------ Verilen malzeme

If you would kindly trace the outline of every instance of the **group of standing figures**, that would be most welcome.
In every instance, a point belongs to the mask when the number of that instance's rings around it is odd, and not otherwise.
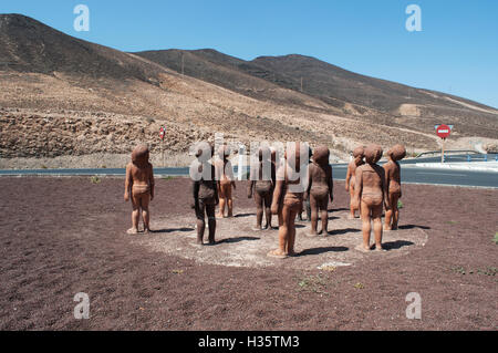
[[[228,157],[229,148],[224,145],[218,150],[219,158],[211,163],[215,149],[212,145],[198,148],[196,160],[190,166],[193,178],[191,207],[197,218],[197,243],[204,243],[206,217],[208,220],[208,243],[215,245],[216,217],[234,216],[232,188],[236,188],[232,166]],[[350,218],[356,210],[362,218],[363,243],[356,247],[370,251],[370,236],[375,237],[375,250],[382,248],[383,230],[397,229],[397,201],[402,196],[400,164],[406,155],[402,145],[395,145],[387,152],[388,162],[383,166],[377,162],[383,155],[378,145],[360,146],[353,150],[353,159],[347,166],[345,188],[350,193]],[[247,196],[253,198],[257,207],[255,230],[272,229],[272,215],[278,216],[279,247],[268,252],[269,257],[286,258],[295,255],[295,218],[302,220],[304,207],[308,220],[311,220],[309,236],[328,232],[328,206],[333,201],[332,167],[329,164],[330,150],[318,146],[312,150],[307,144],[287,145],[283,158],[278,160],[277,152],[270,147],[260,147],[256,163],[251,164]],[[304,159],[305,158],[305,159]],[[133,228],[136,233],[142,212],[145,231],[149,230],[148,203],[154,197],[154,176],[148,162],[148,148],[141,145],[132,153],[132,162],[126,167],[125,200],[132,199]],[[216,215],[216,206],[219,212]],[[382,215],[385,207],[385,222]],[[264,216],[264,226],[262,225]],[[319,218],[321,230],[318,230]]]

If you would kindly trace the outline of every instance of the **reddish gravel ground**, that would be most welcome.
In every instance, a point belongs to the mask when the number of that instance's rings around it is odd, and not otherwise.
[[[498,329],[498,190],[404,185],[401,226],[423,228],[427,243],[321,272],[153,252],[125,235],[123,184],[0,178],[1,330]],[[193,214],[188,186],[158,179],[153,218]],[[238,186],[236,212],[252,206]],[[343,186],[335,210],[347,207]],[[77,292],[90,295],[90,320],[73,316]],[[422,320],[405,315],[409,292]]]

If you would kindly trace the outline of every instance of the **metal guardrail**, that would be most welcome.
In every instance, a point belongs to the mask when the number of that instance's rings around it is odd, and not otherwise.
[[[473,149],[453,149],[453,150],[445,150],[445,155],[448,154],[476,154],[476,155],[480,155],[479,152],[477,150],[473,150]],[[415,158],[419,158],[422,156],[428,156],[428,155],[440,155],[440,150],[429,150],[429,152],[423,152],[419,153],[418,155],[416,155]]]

------------
------ Verilen malzeme

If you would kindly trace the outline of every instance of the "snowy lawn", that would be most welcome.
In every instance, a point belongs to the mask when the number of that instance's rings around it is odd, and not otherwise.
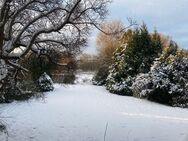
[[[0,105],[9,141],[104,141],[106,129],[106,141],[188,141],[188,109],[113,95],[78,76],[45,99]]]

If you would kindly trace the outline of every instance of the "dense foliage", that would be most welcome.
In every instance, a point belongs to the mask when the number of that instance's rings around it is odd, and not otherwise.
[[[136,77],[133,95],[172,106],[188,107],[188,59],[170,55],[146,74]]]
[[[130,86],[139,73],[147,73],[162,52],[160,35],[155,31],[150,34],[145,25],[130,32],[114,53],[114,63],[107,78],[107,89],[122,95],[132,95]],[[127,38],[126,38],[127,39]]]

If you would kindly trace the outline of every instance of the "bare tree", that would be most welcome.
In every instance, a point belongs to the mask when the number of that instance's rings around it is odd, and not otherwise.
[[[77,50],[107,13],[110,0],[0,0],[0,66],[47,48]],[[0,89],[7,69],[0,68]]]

------------

- **Alıştırma**
Yukarıdaki malzemede "most" sözcüğünü içeren satırları sayın ve yalnızca bu sayıyı yazın.

- **Yanıt**
6